▸ **Work to do**:
Copy out, word for word, the lines starting with the one that contains "goal net, returning" and going on through the end of the entries.

▸ **Entries provided**:
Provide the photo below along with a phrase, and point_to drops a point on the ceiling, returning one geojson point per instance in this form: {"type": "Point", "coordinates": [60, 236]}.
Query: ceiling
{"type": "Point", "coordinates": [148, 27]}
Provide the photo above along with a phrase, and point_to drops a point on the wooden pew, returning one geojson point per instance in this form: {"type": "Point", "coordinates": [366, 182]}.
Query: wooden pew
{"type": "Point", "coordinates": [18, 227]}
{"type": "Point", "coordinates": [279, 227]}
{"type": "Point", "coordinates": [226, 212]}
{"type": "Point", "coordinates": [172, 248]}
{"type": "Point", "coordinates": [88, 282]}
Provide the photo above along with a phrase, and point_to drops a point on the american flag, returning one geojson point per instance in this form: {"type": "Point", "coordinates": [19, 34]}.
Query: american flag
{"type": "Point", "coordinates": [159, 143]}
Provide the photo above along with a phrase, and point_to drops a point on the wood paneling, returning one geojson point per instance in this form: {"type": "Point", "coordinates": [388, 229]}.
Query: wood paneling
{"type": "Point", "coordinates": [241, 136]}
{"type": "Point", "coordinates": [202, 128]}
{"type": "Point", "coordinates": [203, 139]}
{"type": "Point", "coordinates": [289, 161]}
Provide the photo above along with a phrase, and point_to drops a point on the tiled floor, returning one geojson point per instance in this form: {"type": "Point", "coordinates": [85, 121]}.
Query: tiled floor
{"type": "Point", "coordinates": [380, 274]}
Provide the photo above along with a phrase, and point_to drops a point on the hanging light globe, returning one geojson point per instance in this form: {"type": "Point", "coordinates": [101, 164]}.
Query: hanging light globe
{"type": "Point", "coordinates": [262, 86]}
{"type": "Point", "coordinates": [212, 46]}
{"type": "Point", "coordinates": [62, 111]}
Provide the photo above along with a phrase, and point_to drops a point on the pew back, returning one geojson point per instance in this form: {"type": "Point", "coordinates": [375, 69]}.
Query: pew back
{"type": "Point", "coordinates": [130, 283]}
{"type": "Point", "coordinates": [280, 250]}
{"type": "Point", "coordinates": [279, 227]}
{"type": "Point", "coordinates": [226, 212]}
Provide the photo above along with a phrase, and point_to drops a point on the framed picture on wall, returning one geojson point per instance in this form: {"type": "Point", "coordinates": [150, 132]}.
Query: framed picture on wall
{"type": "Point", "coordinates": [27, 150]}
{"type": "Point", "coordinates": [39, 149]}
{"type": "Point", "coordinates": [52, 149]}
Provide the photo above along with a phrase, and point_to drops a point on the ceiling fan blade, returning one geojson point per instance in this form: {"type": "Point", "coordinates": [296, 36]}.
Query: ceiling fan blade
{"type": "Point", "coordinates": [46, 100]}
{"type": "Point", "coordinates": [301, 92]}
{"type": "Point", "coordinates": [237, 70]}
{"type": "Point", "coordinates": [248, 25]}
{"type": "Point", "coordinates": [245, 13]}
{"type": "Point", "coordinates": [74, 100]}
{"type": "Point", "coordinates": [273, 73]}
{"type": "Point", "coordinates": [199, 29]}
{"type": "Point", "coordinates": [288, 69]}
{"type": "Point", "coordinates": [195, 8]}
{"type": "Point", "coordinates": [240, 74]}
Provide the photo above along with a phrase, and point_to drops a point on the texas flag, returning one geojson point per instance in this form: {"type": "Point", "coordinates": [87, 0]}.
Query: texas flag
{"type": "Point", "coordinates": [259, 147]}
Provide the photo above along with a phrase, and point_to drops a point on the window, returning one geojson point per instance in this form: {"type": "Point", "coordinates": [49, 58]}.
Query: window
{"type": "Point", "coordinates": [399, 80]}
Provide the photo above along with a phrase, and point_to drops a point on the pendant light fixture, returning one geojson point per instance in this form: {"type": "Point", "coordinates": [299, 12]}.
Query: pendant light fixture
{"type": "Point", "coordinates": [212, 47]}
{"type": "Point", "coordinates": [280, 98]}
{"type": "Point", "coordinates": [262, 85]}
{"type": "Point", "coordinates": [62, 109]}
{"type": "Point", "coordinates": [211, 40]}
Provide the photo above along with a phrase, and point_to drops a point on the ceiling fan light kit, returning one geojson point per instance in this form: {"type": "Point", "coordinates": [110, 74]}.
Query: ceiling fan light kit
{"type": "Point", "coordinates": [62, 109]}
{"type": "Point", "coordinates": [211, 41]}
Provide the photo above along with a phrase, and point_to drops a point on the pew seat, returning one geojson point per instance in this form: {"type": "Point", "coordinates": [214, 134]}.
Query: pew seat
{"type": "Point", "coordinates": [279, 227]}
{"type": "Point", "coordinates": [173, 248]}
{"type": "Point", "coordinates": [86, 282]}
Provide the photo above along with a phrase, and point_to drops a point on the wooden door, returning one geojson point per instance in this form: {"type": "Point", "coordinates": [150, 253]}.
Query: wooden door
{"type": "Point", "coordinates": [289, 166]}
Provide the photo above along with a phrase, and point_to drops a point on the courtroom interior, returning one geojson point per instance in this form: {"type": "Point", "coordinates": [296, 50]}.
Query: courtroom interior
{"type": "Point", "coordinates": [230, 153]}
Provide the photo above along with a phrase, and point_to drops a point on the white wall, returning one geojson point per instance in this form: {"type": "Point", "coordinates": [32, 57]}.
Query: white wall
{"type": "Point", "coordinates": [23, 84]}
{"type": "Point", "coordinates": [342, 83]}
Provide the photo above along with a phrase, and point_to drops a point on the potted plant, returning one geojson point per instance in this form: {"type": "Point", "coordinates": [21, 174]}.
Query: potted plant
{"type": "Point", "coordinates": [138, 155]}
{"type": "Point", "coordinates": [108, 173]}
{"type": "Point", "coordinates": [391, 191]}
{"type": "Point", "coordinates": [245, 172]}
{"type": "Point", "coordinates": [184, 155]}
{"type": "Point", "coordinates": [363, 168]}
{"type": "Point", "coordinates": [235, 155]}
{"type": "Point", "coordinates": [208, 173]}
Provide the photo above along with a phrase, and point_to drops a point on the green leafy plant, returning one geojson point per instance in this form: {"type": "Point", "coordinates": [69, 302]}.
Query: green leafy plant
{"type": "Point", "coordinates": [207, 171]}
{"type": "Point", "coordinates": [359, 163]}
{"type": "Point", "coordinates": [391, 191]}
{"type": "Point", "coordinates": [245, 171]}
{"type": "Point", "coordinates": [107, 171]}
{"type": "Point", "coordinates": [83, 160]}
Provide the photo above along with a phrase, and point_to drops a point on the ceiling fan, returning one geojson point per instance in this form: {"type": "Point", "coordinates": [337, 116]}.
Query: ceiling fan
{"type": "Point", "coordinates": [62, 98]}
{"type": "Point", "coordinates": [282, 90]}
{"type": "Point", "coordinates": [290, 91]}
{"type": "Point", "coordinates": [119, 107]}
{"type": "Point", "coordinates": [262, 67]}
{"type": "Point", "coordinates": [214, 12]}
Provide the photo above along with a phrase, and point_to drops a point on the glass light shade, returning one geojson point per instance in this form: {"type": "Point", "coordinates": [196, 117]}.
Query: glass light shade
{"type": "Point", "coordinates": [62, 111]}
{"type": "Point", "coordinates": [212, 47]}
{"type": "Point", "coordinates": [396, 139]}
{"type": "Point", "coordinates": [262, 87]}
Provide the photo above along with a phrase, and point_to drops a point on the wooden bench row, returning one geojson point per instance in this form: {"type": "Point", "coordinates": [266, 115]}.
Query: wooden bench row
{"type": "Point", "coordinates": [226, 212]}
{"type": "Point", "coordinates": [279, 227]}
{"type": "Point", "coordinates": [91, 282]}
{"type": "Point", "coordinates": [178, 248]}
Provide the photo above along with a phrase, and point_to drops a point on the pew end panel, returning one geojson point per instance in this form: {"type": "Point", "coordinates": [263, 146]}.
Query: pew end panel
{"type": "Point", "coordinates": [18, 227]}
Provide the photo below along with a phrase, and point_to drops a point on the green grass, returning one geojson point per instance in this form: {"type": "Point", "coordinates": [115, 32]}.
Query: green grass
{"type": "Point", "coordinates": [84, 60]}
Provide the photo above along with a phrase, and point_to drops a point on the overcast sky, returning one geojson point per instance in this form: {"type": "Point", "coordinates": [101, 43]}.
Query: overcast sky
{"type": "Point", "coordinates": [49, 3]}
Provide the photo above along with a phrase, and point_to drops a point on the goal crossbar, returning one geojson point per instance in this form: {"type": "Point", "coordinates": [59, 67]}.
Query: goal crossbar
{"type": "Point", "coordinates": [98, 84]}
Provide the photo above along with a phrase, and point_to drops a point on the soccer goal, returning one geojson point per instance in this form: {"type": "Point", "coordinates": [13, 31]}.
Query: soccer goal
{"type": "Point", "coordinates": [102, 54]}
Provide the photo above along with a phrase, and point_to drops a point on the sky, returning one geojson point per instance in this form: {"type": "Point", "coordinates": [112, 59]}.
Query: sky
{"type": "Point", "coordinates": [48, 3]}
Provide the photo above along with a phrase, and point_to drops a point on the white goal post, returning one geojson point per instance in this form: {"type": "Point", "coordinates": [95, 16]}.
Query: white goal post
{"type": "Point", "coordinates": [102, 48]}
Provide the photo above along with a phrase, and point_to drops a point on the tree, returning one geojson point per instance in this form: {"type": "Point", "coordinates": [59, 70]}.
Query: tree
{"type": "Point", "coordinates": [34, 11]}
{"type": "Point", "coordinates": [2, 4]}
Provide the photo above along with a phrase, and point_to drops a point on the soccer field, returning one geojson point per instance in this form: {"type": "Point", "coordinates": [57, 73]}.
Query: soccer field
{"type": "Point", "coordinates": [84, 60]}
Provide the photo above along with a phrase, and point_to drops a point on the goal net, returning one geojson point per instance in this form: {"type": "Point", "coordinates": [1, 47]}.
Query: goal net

▸ **Task solution**:
Provide the photo above along with a phrase, and point_to drops a point on the goal net, returning one geojson point per instance in this form: {"type": "Point", "coordinates": [1, 47]}.
Query: goal net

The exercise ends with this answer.